* _ENUNCIADO 1_:
Por favor, indique se cada afirmação concorda com o texto sobre a renovação do estado de emergência, respondendo sim ou não e citando as palavras do texto que o decidem: (a) O CDS-PP mudou da abstenção para o voto favorável. (b) Inês Sousa Real é a líder parlamentar do CDS-PP. (c) João Oliveira defendeu o voto favorável ao diploma.
* _ENUNCIADO 2_:
Escreva a continuação do texto sobre a renovação do estado de emergência, começando logo após a última frase apresentada.
══ TEXTO PARA ANÁLISE
Por sua vez, CDS-PP e PAN juntaram-se hoje a PS e PSD para aprovar a renovação do estado de emergência, mas não pouparam críticas e a “falha por defeito” do Governo.

O líder parlamentar dos CDS-PP, Telmo Correia, considerou que “a situação pandémica está fora de controlo” e culpabilizou a “falha por defeito” e a “abordagem errada” do executivo, liderado pelo socialista António Costa, “em relação ao período das festas e do Natal”.

“Cometeu o erro de entre proteger ou agradar, escolher a segunda”, sustentou o deputado.

Contudo, o partido justificou a alteração de abstenção para voto favorável porque “não restam dúvidas de que o estado de emergência é indispensável” e o confinamento generalizado é “inevitável”.

“Mais do que prolongar um debate de 'passa culpas', o que nos importa é exigir ao Governo que tenha, de uma vez por todas, a coragem de tomar decisões, de mudar de atitude. Que opte pela firmeza, em vez de hesitações, e pela prudência, em vez da propaganda”, completou.

De acordo com a líder parlamentar do PAN, Inês Sousa Real, também “não existe outra alternativa” a não ser aprovar o estado de emergência, dado o número cada vez maior de óbitos e de contágios associados ao SARS-CoV-2, mas, “é tempo de o Governo não ficar fechado na sala do Conselho de Ministros e saber ouvir as outras forças políticas, a ampla comunidade científica”, para “dar resposta às carências reais na vida das pessoas, das empresas e das organizações não-governamentais”.

Se CDS e PAN consideraram que a situação epidemiológica do país justificava a aprovação do diploma, o líder da bancada parlamentar comunista, João Oliveira, considerou que “a gravidade da situação”, que é “evidente e inegável”, obrigou à repetição do voto em sentido contrário.

O deputado recusou paralelismos com o confinamento que ocorreu em março do ano passado, já que “a situação nacional” que o país está a viver e “a realidade a que essas medidas restritivas vão aplicar-se são muito mais difíceis do que eram” há cerca de um ano, e os “seus impactos tenderão a ser muito mais grave s e complexos” nos planos económico, social e sanitário.
════
══ REGISTOS LISTADOS
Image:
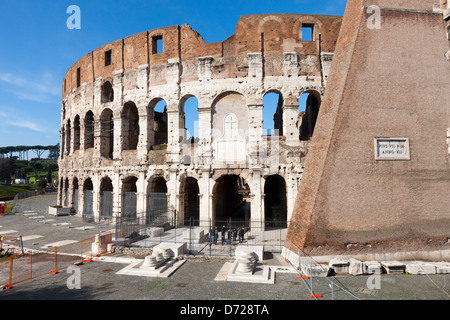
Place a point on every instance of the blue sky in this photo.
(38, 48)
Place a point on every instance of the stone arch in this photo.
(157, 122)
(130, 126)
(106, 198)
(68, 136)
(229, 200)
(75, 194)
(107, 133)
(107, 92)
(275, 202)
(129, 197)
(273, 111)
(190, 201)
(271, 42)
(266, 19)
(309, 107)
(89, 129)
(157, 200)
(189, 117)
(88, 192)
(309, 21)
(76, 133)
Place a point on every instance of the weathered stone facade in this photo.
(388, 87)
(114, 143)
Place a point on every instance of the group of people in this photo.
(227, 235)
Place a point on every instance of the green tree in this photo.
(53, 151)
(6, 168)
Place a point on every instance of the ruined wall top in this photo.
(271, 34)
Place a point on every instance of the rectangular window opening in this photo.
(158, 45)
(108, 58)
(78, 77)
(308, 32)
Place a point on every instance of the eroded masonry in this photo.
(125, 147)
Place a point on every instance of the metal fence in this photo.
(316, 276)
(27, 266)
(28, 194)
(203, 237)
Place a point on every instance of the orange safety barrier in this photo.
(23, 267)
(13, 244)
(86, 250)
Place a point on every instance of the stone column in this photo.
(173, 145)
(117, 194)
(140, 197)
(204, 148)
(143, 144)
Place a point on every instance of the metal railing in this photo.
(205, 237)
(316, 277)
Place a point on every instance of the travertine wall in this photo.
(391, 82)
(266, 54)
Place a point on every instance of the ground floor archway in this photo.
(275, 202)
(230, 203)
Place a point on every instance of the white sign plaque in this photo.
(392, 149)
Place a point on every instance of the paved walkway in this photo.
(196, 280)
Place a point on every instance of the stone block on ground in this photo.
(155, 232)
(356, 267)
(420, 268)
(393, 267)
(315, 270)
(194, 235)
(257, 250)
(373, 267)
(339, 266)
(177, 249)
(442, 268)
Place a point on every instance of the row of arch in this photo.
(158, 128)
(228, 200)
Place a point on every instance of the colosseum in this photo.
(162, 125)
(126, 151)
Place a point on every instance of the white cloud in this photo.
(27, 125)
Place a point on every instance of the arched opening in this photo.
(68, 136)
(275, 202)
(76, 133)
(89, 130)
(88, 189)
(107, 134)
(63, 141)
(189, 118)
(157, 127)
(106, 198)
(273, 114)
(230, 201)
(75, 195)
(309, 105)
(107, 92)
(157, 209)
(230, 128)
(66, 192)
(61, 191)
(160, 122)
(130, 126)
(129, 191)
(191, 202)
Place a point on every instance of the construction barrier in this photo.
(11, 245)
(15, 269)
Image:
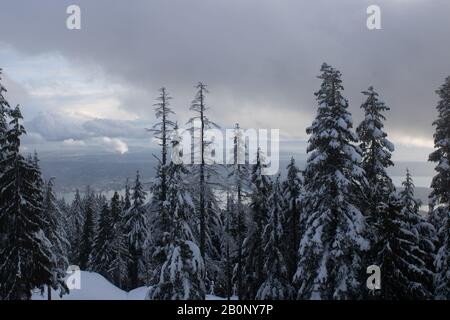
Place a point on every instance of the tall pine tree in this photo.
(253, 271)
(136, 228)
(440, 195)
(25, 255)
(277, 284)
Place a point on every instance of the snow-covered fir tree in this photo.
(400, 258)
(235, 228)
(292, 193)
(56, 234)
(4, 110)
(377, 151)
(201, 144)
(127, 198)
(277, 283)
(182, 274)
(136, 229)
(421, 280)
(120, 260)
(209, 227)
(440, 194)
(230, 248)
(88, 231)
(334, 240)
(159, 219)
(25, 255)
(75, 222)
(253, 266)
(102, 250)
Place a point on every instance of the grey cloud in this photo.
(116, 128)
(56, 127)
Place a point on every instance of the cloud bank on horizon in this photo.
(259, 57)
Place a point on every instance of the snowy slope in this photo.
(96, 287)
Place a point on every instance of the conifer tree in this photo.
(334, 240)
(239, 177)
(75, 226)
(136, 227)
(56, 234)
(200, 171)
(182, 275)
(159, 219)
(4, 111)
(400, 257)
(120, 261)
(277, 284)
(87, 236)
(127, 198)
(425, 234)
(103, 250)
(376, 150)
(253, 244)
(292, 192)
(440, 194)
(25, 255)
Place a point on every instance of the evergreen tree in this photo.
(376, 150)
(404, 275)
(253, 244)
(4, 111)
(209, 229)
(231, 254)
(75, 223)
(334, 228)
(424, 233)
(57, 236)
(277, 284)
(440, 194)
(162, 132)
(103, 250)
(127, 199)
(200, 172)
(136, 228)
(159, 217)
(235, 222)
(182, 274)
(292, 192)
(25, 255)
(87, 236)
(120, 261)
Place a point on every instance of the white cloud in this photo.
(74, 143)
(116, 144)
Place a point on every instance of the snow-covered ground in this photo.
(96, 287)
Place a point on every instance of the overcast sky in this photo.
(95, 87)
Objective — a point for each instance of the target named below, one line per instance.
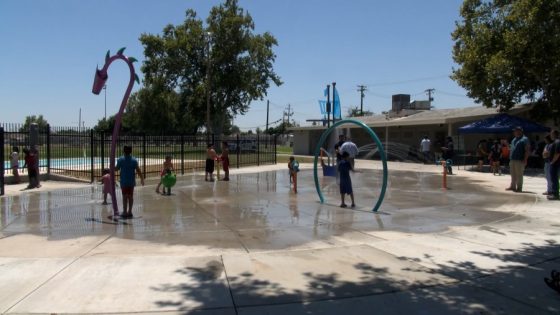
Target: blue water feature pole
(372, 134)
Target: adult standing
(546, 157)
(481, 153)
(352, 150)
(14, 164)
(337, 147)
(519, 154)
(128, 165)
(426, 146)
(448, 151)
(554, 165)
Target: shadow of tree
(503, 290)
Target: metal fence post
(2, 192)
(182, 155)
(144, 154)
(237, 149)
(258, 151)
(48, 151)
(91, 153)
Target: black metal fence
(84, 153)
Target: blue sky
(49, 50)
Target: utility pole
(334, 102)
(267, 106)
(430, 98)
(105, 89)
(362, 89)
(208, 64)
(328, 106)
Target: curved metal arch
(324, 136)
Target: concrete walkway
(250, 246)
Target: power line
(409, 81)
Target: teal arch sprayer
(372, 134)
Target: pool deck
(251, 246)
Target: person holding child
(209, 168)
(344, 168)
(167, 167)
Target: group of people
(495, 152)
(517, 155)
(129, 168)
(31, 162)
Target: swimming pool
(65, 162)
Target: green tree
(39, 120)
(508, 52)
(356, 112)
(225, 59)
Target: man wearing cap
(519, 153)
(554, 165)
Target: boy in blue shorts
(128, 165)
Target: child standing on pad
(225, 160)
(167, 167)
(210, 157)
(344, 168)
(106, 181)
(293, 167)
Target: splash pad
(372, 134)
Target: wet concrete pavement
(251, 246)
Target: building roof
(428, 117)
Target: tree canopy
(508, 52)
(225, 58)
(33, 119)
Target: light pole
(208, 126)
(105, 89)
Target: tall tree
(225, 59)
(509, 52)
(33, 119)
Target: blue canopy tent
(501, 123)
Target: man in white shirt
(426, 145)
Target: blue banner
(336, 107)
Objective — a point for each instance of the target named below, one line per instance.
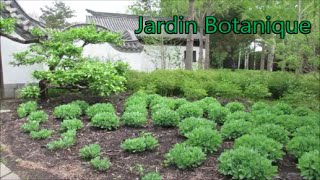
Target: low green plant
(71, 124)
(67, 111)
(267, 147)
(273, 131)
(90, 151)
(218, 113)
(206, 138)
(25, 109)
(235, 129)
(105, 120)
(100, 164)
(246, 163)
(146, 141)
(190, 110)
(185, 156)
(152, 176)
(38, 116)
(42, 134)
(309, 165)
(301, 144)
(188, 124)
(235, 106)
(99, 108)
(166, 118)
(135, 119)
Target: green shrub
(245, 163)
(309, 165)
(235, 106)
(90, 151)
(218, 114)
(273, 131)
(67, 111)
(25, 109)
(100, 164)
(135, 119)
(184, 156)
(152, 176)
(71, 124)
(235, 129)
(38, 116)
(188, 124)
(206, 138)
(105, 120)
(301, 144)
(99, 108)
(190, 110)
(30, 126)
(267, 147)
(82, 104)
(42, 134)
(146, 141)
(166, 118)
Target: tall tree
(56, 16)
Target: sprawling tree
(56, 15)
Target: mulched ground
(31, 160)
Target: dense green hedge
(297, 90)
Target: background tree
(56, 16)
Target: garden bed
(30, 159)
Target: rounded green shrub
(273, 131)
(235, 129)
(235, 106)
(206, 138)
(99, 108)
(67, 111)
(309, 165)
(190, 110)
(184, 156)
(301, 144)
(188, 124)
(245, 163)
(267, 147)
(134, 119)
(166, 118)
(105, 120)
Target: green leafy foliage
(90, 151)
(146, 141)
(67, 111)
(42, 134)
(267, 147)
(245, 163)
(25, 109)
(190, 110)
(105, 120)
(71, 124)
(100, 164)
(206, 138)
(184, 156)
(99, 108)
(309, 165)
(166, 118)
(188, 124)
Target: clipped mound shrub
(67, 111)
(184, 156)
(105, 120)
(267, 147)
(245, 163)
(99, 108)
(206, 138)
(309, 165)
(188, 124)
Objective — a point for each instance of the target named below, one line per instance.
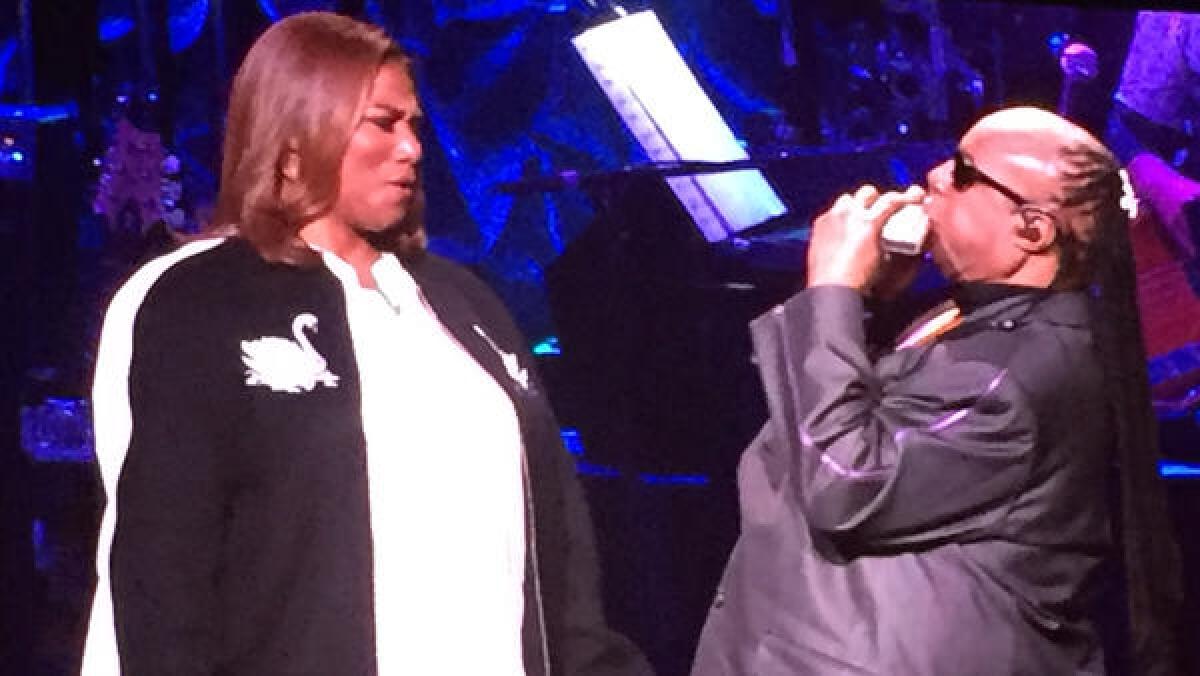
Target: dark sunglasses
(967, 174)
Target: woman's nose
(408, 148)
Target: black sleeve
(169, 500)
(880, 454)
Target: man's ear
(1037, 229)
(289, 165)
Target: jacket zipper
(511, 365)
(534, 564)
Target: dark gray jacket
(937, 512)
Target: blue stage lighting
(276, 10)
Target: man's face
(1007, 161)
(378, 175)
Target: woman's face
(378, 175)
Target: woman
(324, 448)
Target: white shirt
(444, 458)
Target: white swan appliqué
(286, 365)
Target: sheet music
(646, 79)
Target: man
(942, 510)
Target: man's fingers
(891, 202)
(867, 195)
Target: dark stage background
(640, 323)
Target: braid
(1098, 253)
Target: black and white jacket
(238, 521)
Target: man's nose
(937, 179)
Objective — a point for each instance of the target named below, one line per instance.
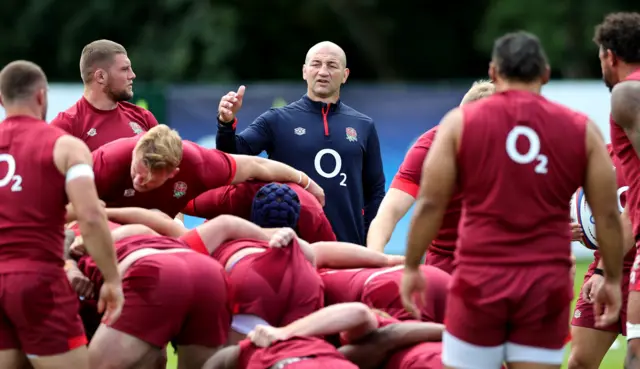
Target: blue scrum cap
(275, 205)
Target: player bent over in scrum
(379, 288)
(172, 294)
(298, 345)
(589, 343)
════
* _RESPOSTA 1_:
(a) Sim: "o partido justificou a alteração de abstenção para voto favorável".
(b) Não: "a líder parlamentar do PAN, Inês Sousa Real".
(c) Não: "obrigou à repetição do voto em sentido contrário".

* _RESPOSTA 2_:
Por isso, o comunista voltou a reivindicar o investimento no Serviço Nacional de Saúde e medidas para precaver a perda de rendimentos e de postos de trabalho: “Todas essas medidas urgentes não resultam, nem dependem da declaração do estado de emergência e poderão mesmo ficar esquecidas ou secundarizadas com a opção do agravamento das restrições.”

Pelo PEV, Mariana Silva considerou que o Governo o estado de emergência “tantas vezes declarado não era necessário para que os portugueses se sentissem alerta e cumprissem as medidas de proteção”.

A deputada alertou também para a necessidade de garantir apoio no pagamento da fatura da eletricidade na mesma altura em que o país “está a ser invadido por uma vaga de frio”.

O deputado único do Chega e presidente do partido, André Ventura, que considerou que o Governo continua a “olhar para o lado perante uma tragédia” que vai “entrando pela porta dentro”.

“Nós estamos em guerra [contra a pandemia] e os socialistas nunca souberam sequer gerir uma crise, quanto mais uma guerra”, completou, acrescentando “que Deus permita que rapidamente a direita volte ao poder”.

O deputado único da IL, João Cotrim de Figueiredo, considerou que “não houve competência na estratégia, consistência nos dados, cuidado na preparação, nem clareza na comunicação, houve propaganda, descoordenação e erros de casting”.

Por seu turno, a deputada não inscrita Cristina Rodrigues apelou aos portugueses “que não se deixem vencer pelo cansaço” e “não baixem os braços”.

Joacine Katar Moreira defendeu que a “medida mais relevante” para combater a pandemia é o aumento do salário mínimo nacional para os 900 euros.